(Items from a dataset)
|---|

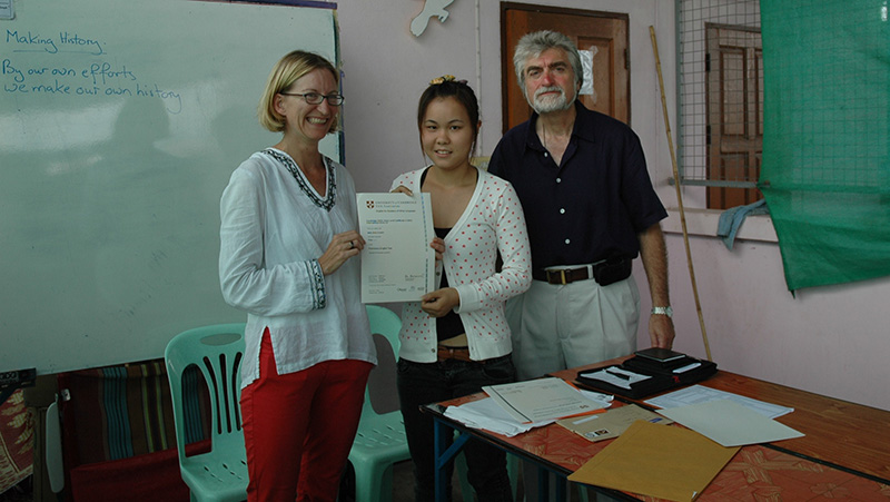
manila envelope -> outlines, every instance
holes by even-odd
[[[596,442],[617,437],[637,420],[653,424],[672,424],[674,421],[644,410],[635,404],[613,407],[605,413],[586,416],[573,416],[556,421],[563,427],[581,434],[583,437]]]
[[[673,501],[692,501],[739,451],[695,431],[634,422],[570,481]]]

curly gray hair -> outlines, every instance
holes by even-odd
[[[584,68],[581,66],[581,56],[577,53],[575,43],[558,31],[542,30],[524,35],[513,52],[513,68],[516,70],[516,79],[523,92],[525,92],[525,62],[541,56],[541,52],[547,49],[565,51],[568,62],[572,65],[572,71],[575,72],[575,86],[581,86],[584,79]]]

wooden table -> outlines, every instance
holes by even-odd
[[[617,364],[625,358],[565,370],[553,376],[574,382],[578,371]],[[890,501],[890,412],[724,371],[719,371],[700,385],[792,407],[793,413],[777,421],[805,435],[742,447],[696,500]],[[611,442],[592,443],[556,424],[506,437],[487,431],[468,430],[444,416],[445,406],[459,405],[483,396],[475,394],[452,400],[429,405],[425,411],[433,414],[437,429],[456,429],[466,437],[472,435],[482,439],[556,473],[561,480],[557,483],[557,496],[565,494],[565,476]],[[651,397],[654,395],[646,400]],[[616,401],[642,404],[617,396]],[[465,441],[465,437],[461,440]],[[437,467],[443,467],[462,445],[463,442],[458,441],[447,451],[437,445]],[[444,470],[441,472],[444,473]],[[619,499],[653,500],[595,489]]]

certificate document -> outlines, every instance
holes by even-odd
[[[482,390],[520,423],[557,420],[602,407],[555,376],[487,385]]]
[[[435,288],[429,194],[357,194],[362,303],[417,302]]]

|---|

What you are asked to do: Switch "every instance" to "all instances" throughout the records above, leaving everything else unchanged. Leave the pictures out of your answer.

Finished exercise:
manila envelope -> outlines, all instances
holes by even-odd
[[[596,442],[617,437],[637,420],[653,424],[672,424],[674,421],[644,410],[635,404],[613,407],[605,413],[586,416],[573,416],[556,421],[563,427],[581,434],[583,437]]]
[[[673,501],[692,501],[739,451],[695,431],[634,422],[570,481]]]

curly gray hair -> outlines, all instances
holes by even-odd
[[[584,68],[581,66],[581,56],[577,53],[575,43],[558,31],[542,30],[524,35],[513,52],[513,68],[516,70],[516,79],[523,92],[525,92],[525,62],[541,56],[541,52],[547,49],[565,51],[568,62],[572,65],[572,71],[575,72],[575,86],[581,86],[584,79]]]

wooden table -> outlines, all instances
holes by even-odd
[[[617,364],[625,358],[565,370],[553,376],[574,382],[578,371]],[[890,501],[890,412],[724,371],[719,371],[700,385],[792,407],[793,413],[777,421],[805,435],[742,447],[696,500]],[[611,442],[592,443],[556,424],[506,437],[487,431],[468,430],[444,416],[445,406],[459,405],[483,396],[475,394],[452,400],[429,405],[425,411],[433,414],[437,429],[456,429],[466,437],[472,435],[482,439],[556,473],[561,480],[557,483],[557,496],[565,494],[565,476]],[[651,397],[654,395],[646,400]],[[616,401],[642,404],[617,396]],[[465,441],[465,437],[461,440]],[[437,467],[443,467],[462,445],[463,442],[458,441],[447,451],[437,445]],[[444,470],[441,472],[444,473]],[[619,499],[653,500],[595,489]]]

certificate document -> outlines, all instances
holes by even-odd
[[[482,390],[520,423],[557,420],[602,407],[555,376],[487,385]]]
[[[435,288],[429,194],[357,194],[362,303],[417,302]]]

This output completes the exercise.